Task to complete:
Set down the listing below verbatim, but only from its first line through the line containing "# test: for every instance of the truck front grille, mark".

Records to process:
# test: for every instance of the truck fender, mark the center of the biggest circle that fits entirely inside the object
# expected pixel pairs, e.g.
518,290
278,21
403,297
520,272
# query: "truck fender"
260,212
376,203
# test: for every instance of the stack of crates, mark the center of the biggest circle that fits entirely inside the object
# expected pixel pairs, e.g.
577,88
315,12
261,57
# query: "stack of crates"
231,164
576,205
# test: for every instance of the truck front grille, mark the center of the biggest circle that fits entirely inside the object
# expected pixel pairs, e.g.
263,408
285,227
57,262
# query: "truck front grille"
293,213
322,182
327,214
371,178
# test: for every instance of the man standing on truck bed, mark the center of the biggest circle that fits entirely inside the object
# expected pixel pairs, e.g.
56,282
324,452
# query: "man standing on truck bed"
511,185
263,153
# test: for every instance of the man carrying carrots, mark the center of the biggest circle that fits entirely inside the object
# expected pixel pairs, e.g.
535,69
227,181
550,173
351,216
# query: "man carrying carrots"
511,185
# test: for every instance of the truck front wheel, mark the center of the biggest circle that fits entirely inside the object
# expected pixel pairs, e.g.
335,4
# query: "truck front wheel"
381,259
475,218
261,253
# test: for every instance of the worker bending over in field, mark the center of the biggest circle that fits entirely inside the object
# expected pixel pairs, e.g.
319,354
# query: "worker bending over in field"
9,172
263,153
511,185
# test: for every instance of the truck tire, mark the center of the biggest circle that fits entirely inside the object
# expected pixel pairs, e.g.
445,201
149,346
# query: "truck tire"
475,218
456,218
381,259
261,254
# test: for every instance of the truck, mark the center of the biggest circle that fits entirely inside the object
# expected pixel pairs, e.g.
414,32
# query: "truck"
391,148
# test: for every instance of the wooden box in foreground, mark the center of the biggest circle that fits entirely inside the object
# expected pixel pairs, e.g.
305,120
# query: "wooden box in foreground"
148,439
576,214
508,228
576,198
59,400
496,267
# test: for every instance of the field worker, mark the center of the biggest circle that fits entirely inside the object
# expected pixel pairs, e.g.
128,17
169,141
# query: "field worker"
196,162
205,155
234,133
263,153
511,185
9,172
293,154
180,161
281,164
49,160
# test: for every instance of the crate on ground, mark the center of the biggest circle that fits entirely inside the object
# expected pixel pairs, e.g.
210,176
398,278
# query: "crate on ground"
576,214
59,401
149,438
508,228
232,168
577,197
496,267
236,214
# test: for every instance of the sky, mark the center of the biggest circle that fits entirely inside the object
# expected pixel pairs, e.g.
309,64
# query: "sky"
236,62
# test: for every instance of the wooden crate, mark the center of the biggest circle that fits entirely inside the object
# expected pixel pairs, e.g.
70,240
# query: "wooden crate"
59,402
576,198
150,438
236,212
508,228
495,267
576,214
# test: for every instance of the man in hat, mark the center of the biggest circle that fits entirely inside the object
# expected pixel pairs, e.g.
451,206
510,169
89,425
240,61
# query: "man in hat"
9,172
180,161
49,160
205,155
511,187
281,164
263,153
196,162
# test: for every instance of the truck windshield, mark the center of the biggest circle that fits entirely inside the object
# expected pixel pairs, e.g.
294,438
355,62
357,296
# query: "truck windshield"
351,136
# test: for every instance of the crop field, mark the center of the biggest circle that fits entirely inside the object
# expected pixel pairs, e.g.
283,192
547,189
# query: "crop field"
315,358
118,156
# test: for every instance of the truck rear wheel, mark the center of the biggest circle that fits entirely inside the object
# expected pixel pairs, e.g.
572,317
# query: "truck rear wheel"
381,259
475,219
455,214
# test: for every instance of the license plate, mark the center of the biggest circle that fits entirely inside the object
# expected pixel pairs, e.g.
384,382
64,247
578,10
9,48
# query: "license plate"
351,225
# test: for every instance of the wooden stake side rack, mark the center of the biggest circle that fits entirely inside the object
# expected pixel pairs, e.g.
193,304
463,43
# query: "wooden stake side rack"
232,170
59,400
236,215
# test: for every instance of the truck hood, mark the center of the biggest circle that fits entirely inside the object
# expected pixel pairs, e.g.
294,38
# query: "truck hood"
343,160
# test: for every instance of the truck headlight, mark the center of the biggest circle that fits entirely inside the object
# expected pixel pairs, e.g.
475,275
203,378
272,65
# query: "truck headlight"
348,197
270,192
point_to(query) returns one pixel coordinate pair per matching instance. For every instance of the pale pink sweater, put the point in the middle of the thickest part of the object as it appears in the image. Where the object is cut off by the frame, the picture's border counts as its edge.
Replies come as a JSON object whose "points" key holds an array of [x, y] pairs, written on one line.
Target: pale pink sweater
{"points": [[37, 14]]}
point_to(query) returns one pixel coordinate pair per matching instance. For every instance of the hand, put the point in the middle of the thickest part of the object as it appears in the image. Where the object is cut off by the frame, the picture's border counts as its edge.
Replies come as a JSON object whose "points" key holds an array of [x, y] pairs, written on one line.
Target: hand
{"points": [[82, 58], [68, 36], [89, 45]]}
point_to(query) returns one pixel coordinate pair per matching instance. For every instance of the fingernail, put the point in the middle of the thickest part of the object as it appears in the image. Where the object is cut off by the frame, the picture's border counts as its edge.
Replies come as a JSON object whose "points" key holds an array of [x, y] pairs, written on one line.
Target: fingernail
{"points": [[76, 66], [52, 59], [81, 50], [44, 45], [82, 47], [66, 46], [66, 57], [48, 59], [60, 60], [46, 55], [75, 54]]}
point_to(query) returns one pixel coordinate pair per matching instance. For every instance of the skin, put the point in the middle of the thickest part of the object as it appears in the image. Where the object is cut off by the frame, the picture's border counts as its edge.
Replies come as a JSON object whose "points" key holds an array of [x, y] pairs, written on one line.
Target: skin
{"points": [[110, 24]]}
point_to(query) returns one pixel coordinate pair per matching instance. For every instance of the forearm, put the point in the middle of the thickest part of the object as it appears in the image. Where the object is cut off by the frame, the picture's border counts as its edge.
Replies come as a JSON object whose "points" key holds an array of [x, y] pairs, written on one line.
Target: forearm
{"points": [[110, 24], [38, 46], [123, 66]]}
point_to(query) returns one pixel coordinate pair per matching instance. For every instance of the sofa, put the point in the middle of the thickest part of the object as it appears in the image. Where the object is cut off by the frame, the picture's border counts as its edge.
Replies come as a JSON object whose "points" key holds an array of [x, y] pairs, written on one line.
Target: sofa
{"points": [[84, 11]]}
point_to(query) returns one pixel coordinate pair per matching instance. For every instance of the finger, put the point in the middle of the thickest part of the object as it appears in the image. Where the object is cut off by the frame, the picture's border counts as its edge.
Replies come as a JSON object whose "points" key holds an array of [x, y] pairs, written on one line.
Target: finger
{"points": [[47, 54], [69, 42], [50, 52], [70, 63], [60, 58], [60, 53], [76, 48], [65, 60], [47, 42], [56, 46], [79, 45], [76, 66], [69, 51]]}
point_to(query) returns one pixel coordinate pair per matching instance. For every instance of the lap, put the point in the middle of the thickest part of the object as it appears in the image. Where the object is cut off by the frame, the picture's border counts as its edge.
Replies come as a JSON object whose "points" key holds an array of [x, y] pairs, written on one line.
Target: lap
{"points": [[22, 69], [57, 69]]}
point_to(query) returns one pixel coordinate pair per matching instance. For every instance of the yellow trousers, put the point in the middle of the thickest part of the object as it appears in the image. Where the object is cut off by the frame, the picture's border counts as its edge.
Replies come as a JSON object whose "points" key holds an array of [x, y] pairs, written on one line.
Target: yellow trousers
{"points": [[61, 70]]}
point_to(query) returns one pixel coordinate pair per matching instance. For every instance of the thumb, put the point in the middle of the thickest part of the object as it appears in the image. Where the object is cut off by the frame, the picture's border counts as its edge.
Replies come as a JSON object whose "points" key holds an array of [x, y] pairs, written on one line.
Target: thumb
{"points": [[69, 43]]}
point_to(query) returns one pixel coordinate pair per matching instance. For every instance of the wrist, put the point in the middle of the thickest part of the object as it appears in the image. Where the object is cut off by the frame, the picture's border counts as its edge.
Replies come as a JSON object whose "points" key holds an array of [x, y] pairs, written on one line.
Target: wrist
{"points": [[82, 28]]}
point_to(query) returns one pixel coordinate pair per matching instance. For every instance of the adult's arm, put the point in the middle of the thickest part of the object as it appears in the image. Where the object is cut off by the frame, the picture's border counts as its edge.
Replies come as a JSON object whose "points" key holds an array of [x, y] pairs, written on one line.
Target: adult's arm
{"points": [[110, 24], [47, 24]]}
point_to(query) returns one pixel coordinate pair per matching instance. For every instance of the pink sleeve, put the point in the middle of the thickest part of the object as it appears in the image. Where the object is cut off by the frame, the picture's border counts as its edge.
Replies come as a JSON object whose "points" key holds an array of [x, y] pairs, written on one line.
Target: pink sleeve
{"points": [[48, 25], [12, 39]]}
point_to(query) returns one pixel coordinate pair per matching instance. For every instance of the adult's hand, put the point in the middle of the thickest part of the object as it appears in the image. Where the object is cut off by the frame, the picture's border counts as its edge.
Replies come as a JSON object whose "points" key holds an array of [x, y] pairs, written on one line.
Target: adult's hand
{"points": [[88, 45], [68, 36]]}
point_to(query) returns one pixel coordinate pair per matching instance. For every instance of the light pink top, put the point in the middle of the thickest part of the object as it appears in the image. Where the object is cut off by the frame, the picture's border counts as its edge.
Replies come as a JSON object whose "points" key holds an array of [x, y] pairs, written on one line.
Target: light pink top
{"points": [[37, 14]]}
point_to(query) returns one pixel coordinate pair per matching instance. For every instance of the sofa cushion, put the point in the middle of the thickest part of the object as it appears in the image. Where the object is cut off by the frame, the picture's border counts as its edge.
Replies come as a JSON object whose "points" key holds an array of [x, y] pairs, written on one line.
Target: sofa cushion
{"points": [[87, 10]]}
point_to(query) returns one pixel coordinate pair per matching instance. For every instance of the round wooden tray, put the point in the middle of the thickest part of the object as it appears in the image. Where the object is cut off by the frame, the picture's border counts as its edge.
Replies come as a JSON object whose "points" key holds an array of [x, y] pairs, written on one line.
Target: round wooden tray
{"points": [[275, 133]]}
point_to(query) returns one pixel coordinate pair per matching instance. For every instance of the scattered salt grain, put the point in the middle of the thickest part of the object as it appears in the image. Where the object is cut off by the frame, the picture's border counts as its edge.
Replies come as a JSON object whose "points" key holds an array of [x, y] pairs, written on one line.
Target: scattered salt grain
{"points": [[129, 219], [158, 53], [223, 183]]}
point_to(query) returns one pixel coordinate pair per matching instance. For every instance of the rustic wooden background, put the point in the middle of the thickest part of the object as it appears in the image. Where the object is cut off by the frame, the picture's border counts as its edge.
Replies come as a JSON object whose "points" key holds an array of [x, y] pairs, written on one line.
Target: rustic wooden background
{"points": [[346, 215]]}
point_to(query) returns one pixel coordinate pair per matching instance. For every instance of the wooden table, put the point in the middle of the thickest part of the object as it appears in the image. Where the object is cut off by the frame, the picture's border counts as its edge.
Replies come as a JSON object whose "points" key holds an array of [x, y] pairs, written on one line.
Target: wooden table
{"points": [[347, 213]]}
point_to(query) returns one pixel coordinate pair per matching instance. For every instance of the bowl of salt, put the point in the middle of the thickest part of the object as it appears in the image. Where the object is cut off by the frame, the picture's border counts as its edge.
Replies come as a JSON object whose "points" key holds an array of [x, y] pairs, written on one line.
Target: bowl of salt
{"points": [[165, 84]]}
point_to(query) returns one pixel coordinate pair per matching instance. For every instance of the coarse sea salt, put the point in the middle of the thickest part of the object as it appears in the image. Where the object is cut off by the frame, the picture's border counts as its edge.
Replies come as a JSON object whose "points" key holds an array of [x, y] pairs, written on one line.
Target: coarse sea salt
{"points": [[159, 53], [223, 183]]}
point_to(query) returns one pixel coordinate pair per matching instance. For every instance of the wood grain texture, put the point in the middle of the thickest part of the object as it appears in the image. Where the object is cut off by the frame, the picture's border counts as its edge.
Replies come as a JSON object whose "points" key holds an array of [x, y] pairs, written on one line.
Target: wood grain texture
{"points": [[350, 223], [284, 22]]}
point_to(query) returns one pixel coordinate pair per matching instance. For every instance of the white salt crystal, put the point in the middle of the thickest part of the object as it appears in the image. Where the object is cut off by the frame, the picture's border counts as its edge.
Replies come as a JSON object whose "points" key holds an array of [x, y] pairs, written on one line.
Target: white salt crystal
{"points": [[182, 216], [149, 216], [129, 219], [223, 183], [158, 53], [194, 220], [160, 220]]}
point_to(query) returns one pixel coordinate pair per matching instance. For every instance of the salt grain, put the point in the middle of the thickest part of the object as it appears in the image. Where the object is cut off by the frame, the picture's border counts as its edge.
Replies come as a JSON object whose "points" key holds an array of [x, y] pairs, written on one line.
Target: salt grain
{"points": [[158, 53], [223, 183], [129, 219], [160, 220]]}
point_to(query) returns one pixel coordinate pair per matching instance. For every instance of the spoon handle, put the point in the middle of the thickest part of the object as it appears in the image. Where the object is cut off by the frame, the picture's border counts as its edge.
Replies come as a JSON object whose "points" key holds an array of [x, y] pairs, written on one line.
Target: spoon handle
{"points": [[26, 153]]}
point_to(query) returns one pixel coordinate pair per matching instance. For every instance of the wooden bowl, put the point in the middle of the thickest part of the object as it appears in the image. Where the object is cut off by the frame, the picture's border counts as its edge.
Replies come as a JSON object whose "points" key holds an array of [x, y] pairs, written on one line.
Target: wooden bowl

Answer to the problem:
# test: for every instance of the truck fender, mark the center of the biggest circle that fits entirely inside the object
# expected pixel pairs, e.g.
518,290
278,21
403,297
520,272
# query: "truck fender"
260,212
376,203
# test: for every instance of the stack of crates, mark the center of the biggest circle that fits entirely inside the object
# expected pixel pairs, e.g.
577,88
315,12
261,57
# query: "stack of crates"
231,164
576,205
# test: for every instance of the truck front grille, mark the center of the biggest circle that fits entirely inside the object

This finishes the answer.